[start]

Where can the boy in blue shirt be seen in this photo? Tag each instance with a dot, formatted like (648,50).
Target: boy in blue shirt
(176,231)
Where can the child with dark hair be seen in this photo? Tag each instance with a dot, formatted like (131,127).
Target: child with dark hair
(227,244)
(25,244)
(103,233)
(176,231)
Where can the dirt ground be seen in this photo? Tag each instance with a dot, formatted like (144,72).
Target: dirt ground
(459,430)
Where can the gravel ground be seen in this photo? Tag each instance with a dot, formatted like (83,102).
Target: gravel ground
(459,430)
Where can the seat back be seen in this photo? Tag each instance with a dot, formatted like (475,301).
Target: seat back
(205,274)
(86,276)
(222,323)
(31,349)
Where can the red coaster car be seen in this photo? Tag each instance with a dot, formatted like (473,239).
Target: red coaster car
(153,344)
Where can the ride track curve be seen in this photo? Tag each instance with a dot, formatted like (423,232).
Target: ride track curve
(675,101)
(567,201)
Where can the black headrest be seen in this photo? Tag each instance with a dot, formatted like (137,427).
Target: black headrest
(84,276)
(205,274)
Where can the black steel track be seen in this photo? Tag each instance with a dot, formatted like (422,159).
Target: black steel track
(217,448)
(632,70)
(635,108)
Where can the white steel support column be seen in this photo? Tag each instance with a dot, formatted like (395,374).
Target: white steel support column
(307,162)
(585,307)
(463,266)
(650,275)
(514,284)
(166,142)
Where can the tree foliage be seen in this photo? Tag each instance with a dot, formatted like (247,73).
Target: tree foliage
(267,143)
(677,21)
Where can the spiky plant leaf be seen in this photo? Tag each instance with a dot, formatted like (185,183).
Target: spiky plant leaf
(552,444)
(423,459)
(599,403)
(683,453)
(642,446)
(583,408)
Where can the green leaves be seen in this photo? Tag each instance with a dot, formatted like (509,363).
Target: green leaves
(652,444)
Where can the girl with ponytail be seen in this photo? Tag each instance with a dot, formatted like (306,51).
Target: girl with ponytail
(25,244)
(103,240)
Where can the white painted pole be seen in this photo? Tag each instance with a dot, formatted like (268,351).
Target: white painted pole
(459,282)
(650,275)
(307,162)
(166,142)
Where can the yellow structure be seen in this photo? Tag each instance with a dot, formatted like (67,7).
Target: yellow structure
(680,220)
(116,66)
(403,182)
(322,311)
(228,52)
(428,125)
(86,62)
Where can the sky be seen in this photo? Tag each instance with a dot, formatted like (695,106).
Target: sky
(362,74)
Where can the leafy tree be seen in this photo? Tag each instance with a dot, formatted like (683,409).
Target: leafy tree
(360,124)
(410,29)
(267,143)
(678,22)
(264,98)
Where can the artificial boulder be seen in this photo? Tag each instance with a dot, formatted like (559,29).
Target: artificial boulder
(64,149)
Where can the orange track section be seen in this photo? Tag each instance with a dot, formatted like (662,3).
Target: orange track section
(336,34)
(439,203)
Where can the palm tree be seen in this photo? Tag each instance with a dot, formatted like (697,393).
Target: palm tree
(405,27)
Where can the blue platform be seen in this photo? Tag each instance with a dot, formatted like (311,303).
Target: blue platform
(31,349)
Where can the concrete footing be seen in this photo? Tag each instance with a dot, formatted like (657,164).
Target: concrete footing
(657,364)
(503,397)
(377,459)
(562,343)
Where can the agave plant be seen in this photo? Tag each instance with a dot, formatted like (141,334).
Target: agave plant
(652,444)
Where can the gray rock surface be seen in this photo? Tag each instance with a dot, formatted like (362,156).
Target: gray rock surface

[end]

**What the exercise asks:**
Copy out all of the data above word for word, line by line, without changing anything.

**Result:**
Where can the boy in blue shirt be seen in this photo? Tag each instance with a dot, formatted like (648,50).
Target: boy in blue shirt
(176,231)
Where can the child with dark hair be seen in this photo? Tag each instance with a dot, formatted like (131,127).
Target: child with dark hair
(227,244)
(25,244)
(103,233)
(176,231)
Where can the dirt ground be seen in this photo? Tag each instance with a dot, formatted like (144,72).
Target: dirt ground
(459,430)
Where can the gravel ground be seen in this photo? Tag each instance with a dot, formatted like (83,102).
Target: gravel ground
(459,430)
Where can the seat back be seen in this photo? Tag each instance with a dot, formatted like (475,301).
Target: seat back
(205,274)
(86,276)
(222,323)
(31,349)
Where can the red coaster car be seen in this photo? Tag each instance with a dot, formatted like (473,239).
Target: red coaster car
(153,344)
Where can the ride track curve be seen in this photo? Tag each instance with a dot, formatted like (423,232).
Target: ride track curve
(675,101)
(567,201)
Where can the black headrest be seen in this photo? Tag each instance with a dot, formatted like (137,427).
Target: black headrest
(84,276)
(205,274)
Where can the black steel track be seen in this photo? Tag each instance with a dot, formatted like (422,159).
Target: black steel track
(217,448)
(632,70)
(635,108)
Where can the white steel support column be seen in this photo? Tag each instance with a dot, formatted like (395,374).
Target: white steel support column
(307,162)
(585,307)
(463,266)
(650,275)
(514,284)
(166,142)
Where can the tree foliage be seen in this photo? Tag each instance with a dot, formatted like (247,73).
Target: tree foliage
(267,143)
(677,21)
Where can the spiky plant leaf be seen in this photo? Tag each instance with a dot, formatted like (185,183).
Target: spiky plant leaf
(552,444)
(423,459)
(599,403)
(683,453)
(642,446)
(583,408)
Where can the green leaves be seen in this photo? Tag each instance with a dot, formatted like (509,363).
Target: green leaves
(652,444)
Where can the girl with ponytail be seen in this photo? Tag each instance with a dot, formatted like (306,51).
Target: girl with ponytail
(25,244)
(103,240)
Where can the white painted pole be seen in this photo? Tag each instance with a dot, formatted like (268,351).
Target: white painted pole
(459,282)
(650,275)
(307,162)
(166,142)
Where can the yellow structure be seen in this photo? Tag each instance with a dot, formatted like (67,7).
Target: yellow structure
(680,220)
(116,66)
(403,182)
(322,311)
(228,52)
(428,125)
(86,62)
Where can the sky be seen in this photo? Tag each instance with a dot, formatted like (695,106).
Target: sky
(362,74)
Where can the leafy tree be seen in this photo? Tag each instance with a dot, formatted like (683,409).
Target: leafy tree
(360,124)
(410,29)
(267,143)
(678,22)
(264,98)
Where can the artificial boulder be seen in this photo? Tag each instance with a dot, formatted like (559,29).
Target: artificial boulder
(64,149)
Where can the orange track section be seen in this photo? Tag each instance with a dot, formatted like (662,3).
Target: orange track section
(336,34)
(439,203)
Where can the palm tree be seen in this photo? Tag each instance with a dot, formatted like (697,393).
Target: palm tree
(405,27)
Where can the blue platform be seen in this photo? Tag each instance with a dot, formatted like (311,303).
Target: blue platform
(31,349)
Where can the concrete footing be seen in this photo? Tag each instance with a dot, formatted like (657,164).
Target: concrete footing
(657,364)
(503,397)
(377,459)
(562,343)
Where can the agave plant be seen in this photo? Tag each instance with a dot, formatted like (141,334).
Target: agave plant
(652,444)
Where can the gray rock surface be seen in this photo? Tag each instance with a dot, formatted like (362,156).
Target: gray rock surface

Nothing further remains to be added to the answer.